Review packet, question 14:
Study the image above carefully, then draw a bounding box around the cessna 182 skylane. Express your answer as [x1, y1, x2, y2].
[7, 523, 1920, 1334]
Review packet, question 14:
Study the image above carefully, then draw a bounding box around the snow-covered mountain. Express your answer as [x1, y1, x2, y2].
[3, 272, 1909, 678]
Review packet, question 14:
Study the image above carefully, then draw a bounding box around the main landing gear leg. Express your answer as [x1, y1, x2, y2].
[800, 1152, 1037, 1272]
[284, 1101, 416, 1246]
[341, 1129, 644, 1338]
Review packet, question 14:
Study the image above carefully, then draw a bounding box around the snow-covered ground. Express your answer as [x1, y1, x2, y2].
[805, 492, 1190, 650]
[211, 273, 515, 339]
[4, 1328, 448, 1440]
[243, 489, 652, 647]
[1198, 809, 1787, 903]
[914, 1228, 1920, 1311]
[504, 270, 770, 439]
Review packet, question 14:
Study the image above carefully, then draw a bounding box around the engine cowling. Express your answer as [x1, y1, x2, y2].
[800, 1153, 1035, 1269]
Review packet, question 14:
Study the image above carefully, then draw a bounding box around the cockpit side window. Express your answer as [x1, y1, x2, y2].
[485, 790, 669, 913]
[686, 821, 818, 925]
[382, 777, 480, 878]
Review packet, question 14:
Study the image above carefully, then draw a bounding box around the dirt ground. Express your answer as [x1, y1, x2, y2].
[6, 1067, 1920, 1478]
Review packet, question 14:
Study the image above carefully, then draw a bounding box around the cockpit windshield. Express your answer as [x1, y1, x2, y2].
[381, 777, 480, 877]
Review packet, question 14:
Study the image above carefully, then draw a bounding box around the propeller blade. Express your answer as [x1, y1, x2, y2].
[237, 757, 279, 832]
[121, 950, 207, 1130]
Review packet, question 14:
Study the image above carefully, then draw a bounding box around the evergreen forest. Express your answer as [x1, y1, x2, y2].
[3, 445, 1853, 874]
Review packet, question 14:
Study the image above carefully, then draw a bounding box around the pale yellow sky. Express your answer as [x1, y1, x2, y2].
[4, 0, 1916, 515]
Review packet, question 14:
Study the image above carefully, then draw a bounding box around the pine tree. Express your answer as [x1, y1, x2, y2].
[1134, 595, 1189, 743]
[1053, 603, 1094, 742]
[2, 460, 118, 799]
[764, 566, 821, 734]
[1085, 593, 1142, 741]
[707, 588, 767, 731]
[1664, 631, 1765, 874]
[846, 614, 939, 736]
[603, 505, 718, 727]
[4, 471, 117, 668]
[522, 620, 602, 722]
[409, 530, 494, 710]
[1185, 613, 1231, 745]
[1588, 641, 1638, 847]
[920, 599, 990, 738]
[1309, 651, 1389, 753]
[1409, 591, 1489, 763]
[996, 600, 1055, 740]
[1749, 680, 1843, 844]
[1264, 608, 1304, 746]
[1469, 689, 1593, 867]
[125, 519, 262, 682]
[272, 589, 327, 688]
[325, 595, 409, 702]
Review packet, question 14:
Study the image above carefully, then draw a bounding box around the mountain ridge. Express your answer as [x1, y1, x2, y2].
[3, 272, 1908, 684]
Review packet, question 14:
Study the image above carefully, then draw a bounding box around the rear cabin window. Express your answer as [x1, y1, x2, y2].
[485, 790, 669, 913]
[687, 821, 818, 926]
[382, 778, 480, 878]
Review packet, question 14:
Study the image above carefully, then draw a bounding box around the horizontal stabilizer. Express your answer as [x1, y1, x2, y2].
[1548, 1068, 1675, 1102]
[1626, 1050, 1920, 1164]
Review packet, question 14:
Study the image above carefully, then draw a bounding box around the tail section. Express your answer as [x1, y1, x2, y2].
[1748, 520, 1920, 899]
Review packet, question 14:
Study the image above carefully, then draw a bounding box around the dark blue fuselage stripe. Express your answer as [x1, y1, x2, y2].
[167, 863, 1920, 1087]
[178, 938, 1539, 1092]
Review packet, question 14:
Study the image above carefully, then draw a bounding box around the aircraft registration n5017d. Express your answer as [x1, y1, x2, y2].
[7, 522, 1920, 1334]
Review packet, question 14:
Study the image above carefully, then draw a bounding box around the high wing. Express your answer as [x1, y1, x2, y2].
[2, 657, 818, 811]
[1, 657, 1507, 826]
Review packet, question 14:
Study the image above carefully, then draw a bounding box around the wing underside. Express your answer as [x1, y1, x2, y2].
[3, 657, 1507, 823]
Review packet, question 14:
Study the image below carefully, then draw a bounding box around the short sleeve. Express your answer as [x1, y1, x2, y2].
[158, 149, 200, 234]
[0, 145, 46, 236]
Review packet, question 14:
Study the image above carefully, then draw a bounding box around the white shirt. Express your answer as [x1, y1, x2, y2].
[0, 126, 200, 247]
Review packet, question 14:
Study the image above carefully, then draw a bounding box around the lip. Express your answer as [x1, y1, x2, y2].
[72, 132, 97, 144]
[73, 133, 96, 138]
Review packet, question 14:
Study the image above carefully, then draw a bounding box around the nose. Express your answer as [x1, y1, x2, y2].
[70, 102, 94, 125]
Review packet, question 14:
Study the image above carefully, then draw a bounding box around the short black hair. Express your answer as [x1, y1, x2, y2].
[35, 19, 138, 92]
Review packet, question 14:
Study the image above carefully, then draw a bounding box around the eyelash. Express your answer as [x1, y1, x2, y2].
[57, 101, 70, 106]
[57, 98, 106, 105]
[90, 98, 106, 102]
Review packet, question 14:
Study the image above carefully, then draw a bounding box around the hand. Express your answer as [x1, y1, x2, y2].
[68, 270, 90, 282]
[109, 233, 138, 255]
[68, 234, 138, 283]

**Exercise directions**
The full listing is to be written out again, exactly as shown.

**Response**
Review packet, question 14:
Study the image above carefully, then draw a bounding box around the cessna 182 skylane. Express your answer as [x1, y1, x2, y2].
[7, 523, 1920, 1334]
Review packet, question 14:
Study the image above carefully, then draw a bounding box around the snow-covered mountain. Express your answer as [x1, y1, x2, y2].
[3, 272, 1909, 678]
Review packet, question 14:
Study the image above carefully, then draw a bounding box around the main landing gear leg. Express your answer as [x1, y1, x2, y2].
[800, 1152, 1037, 1272]
[284, 1101, 416, 1246]
[341, 1129, 644, 1338]
Review packet, question 14:
Study the image above carefully, then draw a bounding box around the snow-covered ground. Express your answer as [x1, y1, x2, y2].
[805, 492, 1190, 650]
[211, 273, 515, 339]
[4, 1328, 448, 1440]
[243, 489, 652, 647]
[1198, 809, 1787, 903]
[914, 1228, 1920, 1311]
[504, 270, 770, 439]
Review packet, question 14:
Study the image above carefully, then draw a bounding box around the engine cowling. Express your answer as [x1, y1, x2, y2].
[800, 1153, 1035, 1269]
Review packet, question 14:
Study the image above carefully, then draw a bounding box around the cockpit side window. Express your answer as [x1, y1, x2, y2].
[485, 790, 669, 913]
[686, 821, 818, 925]
[382, 777, 480, 878]
Review packet, question 14:
Study the image above carefully, then draw a bounding box around the dirt ground. Express your answer as [x1, y1, x2, y2].
[6, 1067, 1920, 1478]
Review packet, question 14:
Study the image above carefully, then draw a bounding box around the cockpit windshield. Express your answer as [x1, y1, x2, y2].
[381, 777, 480, 877]
Review packet, question 14:
Study the image above carefully, then draw a bounding box around the propeller blade. Express your answer as [x1, y1, x2, y2].
[237, 757, 279, 832]
[121, 950, 207, 1130]
Review packet, question 14:
Study the image above carefully, then draw a bounding box around the evergreen forest. Express your answer as [x1, y1, x2, y2].
[3, 445, 1853, 874]
Review packet, question 14:
Study the image above carefully, then draw a bounding box around the pale yellow sky. Express your answer as [x1, y1, x2, y2].
[4, 0, 1916, 515]
Review packet, question 14:
Study the image above carefully, then draw a bounding box around the pine tree. Express your answer as [x1, y1, x2, y2].
[1134, 595, 1189, 743]
[1053, 603, 1094, 742]
[2, 460, 118, 799]
[764, 566, 821, 734]
[1085, 593, 1142, 741]
[707, 588, 767, 731]
[1664, 631, 1765, 874]
[846, 614, 939, 736]
[603, 505, 718, 727]
[4, 471, 117, 668]
[522, 620, 602, 722]
[409, 530, 494, 710]
[1185, 613, 1231, 745]
[1588, 641, 1638, 847]
[920, 599, 990, 738]
[1309, 651, 1389, 753]
[1409, 591, 1489, 763]
[996, 600, 1055, 740]
[1749, 680, 1843, 844]
[1264, 608, 1304, 746]
[1469, 689, 1593, 867]
[125, 519, 262, 682]
[272, 589, 327, 688]
[325, 595, 409, 702]
Review packet, question 14:
Study the image above carefully, then draw a bounding box around the mountain ridge. Express your answer as [x1, y1, x2, y2].
[3, 272, 1908, 684]
Review packet, question 14:
Study the image above carefully, then draw a bounding box around the rear cabin window. Express your answer as [x1, y1, x2, y2].
[485, 790, 669, 913]
[687, 821, 818, 926]
[382, 778, 480, 878]
Review packet, question 14:
Study the image above carefully, then draw a bounding box around the horizontal stabilizer. Express your answer as [x1, y1, x2, y2].
[1548, 1068, 1675, 1102]
[1626, 1050, 1920, 1164]
Review packet, question 14:
Study the image above carefully, then draw a bounding box around the tail section. Express your answer as [x1, y1, x2, y2].
[1748, 520, 1920, 899]
Review packet, question 14:
Study the image above carefully, then draw a bounding box around the dark blue fuselage stripe. Express your answer as [x1, y1, x2, y2].
[167, 863, 1920, 1087]
[178, 938, 1539, 1092]
Review packet, question 14:
Study the image above carefully, then draw a bounding box around the aircraft registration n5017d. Express your answer as [x1, y1, x2, y2].
[7, 522, 1920, 1334]
Review packet, question 14:
Study the image above carefully, then draw a bounding box around the high wing. Express your answer as [x1, y1, x2, y2].
[2, 657, 818, 811]
[1, 657, 1507, 826]
Review packet, question 14:
Study the image above carefully, then draw a bounding box around the wing underside. Express your answer as [x1, y1, x2, y2].
[3, 657, 1507, 823]
Review packet, question 14:
Study the image below carefully, then draw a bounding box around the short sleeve. Express your answer as [x1, y1, x2, y2].
[158, 149, 200, 234]
[0, 145, 46, 236]
Review packet, question 14:
Study the image above carefully, then draw a bounding box around the white shirt. Express your answer as [x1, y1, x2, y2].
[0, 126, 200, 247]
Review packet, question 14:
Study the image above carefully, then draw a bounding box around the lip. Express your answer as [x1, y1, x2, y2].
[72, 132, 97, 144]
[73, 133, 96, 138]
Review packet, question 14:
Study the image above carefully, then draw a bounding box around the nose. Express your answer as [x1, y1, x2, y2].
[70, 102, 94, 125]
Review packet, question 14:
Study the image above carefully, then draw a bounding box around the short black hair. Express your answer as [x1, y1, x2, y2].
[35, 19, 138, 92]
Review packet, question 14:
Study the image above carefully, then draw a bounding box around the eyelash. Express your answer as [x1, y1, x2, y2].
[57, 101, 70, 106]
[57, 98, 106, 105]
[90, 98, 106, 102]
Review packet, question 14:
Study the image above carefully, then draw a bounding box around the hand. Express your answer as [x1, y1, x2, y2].
[68, 270, 90, 282]
[109, 233, 138, 255]
[68, 234, 138, 283]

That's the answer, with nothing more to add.